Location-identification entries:

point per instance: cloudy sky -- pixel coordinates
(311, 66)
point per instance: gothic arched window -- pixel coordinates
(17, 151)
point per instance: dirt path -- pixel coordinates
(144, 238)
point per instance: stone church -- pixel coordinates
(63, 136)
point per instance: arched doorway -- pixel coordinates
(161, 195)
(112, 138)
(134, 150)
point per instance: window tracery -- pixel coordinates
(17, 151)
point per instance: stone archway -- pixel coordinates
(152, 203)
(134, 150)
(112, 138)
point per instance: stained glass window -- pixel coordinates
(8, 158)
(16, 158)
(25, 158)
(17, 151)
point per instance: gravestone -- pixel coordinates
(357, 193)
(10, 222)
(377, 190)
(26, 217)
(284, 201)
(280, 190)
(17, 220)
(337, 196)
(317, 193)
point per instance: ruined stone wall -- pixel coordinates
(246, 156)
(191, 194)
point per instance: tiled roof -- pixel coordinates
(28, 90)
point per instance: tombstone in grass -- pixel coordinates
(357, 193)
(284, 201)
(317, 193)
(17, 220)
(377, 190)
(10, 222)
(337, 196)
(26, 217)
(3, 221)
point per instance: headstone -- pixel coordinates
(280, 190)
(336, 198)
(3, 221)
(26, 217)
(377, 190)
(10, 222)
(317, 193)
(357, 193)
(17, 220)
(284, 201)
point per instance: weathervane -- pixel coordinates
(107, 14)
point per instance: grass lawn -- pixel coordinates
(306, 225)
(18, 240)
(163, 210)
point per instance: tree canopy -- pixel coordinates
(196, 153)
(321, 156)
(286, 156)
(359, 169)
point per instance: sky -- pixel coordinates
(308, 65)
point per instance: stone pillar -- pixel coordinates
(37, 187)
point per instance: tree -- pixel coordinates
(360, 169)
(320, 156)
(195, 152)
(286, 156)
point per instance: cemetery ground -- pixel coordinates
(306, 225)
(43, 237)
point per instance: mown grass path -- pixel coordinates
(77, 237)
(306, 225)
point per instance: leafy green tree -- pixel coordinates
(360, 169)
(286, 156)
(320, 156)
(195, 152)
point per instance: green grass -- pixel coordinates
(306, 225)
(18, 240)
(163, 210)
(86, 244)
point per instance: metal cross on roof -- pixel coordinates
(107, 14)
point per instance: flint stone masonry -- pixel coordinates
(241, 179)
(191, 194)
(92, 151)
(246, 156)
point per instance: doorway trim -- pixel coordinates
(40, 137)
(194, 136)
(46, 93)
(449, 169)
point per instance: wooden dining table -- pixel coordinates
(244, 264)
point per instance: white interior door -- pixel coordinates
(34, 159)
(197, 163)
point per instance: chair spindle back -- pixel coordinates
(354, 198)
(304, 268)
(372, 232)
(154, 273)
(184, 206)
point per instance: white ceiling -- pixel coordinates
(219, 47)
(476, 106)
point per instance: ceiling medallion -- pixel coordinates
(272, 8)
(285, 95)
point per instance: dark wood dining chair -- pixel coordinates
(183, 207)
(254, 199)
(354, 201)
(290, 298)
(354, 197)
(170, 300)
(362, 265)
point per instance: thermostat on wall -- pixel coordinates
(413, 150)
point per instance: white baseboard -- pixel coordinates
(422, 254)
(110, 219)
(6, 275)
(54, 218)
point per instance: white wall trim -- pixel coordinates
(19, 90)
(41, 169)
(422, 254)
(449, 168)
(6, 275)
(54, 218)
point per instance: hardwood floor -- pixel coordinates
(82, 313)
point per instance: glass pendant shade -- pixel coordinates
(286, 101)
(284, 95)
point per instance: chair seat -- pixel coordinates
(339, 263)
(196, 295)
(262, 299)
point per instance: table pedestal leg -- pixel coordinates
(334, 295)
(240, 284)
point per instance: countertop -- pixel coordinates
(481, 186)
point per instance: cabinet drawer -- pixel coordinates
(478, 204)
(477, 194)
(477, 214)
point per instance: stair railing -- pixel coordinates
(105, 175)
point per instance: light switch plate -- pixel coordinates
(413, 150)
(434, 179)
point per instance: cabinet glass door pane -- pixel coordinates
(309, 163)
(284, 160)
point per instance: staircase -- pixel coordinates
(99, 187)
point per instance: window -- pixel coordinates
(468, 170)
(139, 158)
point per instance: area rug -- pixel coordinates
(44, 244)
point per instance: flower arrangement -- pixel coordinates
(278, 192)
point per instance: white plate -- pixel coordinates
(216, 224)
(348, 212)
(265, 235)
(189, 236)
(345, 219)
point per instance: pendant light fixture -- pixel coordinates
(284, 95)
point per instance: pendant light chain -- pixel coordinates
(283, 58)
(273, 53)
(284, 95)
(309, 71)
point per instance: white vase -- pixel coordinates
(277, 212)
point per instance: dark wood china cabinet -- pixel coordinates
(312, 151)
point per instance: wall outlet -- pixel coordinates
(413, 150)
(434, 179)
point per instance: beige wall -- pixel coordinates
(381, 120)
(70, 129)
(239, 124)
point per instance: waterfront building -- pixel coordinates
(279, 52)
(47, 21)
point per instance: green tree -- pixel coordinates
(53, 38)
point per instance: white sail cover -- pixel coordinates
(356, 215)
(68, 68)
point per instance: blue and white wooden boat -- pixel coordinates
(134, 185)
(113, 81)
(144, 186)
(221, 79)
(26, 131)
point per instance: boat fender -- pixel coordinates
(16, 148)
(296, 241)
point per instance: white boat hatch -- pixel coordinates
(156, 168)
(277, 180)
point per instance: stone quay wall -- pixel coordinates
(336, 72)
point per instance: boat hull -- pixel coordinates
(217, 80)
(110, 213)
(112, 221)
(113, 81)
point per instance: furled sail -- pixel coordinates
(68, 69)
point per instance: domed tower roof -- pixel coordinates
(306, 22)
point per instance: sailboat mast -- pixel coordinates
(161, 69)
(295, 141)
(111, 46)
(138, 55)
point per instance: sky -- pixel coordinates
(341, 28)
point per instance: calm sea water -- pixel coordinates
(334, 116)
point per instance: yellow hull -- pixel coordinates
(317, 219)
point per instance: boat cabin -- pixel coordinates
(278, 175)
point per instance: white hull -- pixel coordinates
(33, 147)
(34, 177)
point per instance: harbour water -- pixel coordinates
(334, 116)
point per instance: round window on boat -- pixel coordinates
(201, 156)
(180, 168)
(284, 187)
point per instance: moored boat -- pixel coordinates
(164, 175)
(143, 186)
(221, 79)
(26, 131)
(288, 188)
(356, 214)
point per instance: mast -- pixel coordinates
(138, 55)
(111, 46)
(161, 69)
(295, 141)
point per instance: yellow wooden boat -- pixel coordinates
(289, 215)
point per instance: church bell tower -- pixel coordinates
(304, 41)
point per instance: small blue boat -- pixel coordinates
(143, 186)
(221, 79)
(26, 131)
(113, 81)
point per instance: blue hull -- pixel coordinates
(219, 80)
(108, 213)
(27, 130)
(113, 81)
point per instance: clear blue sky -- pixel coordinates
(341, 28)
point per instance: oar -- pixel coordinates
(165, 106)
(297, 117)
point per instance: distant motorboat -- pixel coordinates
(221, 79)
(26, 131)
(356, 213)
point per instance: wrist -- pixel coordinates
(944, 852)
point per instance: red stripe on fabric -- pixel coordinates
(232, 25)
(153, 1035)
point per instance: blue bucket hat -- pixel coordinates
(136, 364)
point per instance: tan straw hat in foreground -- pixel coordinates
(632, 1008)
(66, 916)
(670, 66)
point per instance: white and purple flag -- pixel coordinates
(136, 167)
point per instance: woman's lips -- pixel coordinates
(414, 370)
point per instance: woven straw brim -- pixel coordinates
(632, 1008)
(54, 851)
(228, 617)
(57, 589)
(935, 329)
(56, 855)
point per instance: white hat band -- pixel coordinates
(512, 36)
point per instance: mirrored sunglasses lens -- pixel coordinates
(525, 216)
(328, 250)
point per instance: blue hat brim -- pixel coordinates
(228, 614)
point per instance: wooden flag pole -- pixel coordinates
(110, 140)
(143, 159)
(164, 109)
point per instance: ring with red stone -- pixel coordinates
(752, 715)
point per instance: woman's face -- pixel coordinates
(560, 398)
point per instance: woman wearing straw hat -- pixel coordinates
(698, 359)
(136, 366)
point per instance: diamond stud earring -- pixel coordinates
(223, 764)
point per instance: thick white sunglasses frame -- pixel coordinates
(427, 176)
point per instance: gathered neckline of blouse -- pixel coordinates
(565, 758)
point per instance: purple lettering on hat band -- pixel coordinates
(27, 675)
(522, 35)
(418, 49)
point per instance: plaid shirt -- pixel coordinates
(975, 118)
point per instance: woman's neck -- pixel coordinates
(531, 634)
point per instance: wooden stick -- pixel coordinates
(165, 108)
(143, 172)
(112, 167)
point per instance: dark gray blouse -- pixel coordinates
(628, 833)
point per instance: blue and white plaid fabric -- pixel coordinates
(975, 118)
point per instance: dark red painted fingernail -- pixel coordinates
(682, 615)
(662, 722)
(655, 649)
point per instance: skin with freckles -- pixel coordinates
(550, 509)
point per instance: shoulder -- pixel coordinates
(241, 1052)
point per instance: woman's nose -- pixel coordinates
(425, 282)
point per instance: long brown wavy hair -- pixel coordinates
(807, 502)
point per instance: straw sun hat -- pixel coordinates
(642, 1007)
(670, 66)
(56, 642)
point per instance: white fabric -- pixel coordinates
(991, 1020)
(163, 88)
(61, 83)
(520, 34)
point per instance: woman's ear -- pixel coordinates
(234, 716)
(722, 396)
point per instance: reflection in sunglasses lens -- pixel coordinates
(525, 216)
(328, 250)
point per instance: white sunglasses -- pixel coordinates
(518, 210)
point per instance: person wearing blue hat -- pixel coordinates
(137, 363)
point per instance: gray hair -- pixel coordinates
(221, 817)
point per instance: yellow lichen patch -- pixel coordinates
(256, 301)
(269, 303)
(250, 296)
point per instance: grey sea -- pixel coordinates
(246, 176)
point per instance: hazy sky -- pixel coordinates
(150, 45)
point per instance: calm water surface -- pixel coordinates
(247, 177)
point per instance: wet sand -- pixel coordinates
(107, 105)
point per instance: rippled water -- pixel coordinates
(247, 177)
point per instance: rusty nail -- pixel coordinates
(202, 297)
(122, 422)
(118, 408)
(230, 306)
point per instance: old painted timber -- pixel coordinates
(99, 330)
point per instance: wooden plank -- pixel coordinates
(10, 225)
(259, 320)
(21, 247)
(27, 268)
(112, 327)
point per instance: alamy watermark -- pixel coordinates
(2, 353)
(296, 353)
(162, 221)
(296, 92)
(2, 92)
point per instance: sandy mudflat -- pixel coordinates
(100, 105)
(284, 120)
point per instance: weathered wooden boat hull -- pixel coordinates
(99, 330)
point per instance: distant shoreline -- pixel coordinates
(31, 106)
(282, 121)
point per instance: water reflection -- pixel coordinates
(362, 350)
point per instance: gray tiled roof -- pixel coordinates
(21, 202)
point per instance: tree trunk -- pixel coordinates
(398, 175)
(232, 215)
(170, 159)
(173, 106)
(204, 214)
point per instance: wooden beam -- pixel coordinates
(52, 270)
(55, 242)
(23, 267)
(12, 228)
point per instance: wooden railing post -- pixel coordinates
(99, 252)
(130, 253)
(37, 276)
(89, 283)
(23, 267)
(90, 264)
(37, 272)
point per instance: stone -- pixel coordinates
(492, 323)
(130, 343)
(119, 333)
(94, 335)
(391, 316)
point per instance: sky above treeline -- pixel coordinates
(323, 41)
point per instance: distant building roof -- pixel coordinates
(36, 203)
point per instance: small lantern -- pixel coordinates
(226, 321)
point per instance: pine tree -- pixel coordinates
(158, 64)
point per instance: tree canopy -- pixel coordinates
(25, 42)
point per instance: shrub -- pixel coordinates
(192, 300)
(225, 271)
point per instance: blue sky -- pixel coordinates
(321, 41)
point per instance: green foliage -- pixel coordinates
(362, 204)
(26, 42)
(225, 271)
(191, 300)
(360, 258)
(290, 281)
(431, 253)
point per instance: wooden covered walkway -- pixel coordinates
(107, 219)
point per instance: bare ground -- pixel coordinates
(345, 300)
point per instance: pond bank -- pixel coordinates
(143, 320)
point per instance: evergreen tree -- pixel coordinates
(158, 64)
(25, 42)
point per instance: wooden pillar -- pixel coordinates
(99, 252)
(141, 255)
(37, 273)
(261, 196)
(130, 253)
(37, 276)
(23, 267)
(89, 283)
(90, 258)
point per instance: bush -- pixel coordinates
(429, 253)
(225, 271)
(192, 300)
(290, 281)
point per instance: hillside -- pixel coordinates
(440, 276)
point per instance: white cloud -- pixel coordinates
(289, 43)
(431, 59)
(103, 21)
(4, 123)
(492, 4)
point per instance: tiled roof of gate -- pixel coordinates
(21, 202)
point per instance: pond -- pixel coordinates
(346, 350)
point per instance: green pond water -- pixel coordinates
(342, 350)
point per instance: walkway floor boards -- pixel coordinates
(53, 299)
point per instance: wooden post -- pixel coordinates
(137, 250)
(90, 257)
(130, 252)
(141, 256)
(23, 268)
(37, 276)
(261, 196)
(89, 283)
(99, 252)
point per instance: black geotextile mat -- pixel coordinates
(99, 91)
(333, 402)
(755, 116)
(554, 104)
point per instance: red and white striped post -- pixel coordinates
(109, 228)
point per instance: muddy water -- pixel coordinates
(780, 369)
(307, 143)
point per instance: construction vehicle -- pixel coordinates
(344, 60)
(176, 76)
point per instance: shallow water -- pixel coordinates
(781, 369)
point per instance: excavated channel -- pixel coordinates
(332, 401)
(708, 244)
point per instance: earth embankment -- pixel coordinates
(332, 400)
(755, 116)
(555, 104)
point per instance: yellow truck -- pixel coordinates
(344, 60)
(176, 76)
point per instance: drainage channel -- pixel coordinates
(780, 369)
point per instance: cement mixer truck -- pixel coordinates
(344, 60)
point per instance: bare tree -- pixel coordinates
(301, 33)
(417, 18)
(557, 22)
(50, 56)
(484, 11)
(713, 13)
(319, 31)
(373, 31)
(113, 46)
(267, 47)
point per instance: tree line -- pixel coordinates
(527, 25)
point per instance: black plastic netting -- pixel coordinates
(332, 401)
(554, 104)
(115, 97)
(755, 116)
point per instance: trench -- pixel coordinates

Task instructions:
Transfer the stretch of items from the line containing "point per instance: round" through the line containing "(153, 1035)" and reproduce every line in it, but add 149 to each number in the coordinates.

Exercise answer:
point per instance: round window on boat -- pixel coordinates
(350, 305)
(329, 317)
(433, 336)
point per instance: moored boat -- pixel coordinates
(313, 324)
(292, 335)
(370, 228)
(175, 280)
(437, 337)
(505, 363)
point per instance: mast -- pixel coordinates
(287, 204)
(260, 195)
(310, 218)
(444, 290)
point per instance: yellow wooden boat -- pixel coordinates
(438, 364)
point per instance: church bell tower -- pixel coordinates
(453, 190)
point per instance: small blue boat -- pixel coordinates
(292, 335)
(370, 228)
(175, 280)
(262, 230)
point per instance: blue hull -- pixel coordinates
(368, 229)
(257, 362)
(176, 279)
(262, 230)
point per instance: clear blue sky -- pixel coordinates
(490, 177)
point per instance: oar -- pixel coordinates
(314, 255)
(446, 266)
point per instance: distant motorboat -- pixel coordinates
(370, 228)
(175, 280)
(505, 362)
point per instance: wrist -- pixel coordinates
(1093, 1001)
point per instance: red stripe on fabric -- pixel coordinates
(381, 174)
(302, 1184)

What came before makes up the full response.